───── Information provided

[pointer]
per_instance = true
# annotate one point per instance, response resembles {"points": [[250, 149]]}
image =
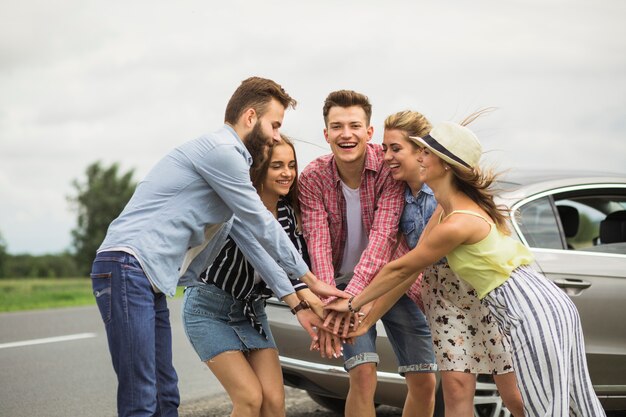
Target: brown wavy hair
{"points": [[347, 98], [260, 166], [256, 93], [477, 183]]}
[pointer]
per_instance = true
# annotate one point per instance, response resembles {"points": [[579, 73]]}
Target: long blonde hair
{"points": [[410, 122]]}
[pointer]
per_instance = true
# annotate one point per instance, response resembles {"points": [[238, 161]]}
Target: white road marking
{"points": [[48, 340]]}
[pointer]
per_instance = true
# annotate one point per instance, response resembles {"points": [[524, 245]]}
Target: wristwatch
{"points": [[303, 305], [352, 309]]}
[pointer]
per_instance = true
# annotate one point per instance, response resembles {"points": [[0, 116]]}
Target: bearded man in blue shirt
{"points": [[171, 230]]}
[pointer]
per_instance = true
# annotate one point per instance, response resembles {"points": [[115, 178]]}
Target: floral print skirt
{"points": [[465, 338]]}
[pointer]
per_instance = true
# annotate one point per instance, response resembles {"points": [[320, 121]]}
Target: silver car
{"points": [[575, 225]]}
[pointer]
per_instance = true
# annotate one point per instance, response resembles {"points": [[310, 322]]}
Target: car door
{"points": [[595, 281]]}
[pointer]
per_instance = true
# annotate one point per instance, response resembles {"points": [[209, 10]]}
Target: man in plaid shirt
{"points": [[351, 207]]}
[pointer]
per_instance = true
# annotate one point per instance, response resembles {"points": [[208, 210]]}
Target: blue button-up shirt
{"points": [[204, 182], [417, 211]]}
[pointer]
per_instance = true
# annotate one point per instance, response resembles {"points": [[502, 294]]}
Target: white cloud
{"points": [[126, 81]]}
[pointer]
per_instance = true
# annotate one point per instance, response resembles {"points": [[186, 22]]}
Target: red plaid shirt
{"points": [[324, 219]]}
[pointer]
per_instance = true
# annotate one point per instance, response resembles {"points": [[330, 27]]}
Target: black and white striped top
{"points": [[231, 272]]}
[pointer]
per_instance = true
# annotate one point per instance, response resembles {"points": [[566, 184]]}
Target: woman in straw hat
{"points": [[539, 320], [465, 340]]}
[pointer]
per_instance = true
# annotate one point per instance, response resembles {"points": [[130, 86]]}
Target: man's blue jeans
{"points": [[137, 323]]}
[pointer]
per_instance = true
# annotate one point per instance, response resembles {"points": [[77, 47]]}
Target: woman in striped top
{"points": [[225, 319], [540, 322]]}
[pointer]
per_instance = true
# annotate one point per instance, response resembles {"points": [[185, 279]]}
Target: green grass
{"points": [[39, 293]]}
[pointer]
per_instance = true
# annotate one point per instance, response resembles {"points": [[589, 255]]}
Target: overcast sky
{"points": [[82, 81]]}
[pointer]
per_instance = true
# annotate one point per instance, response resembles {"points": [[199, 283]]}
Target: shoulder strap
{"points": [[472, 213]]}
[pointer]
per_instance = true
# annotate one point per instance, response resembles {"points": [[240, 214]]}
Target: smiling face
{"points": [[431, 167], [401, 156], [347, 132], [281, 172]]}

──────────
───── Information provided

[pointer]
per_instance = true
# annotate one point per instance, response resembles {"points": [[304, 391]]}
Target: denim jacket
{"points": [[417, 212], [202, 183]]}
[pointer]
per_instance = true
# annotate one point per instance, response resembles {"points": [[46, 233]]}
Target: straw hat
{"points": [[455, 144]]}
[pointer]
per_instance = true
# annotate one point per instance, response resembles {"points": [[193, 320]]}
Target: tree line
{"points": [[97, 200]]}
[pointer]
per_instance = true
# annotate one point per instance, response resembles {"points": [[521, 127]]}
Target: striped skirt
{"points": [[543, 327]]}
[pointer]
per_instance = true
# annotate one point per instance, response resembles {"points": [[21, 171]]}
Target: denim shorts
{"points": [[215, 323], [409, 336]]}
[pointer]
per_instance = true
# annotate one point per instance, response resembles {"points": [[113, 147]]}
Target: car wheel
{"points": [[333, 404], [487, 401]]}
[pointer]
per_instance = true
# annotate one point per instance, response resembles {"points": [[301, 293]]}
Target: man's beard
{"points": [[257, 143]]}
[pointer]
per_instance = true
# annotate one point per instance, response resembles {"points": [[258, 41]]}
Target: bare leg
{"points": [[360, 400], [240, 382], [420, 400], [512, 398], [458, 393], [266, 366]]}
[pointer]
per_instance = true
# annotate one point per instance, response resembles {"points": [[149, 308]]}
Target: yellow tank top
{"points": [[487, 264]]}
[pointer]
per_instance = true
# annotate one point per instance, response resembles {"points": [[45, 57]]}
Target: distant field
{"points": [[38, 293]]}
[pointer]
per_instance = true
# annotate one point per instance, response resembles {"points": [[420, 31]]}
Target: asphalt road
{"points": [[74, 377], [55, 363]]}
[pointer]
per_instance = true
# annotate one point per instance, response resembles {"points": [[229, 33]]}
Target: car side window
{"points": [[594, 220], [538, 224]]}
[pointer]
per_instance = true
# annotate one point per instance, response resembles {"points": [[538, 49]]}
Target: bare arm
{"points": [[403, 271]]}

──────────

Find every line in the rows above that contains the word "straw" and copy each of those lines in full. Case counts.

__Full solution__.
Target: woman in straw hat
Target: straw hat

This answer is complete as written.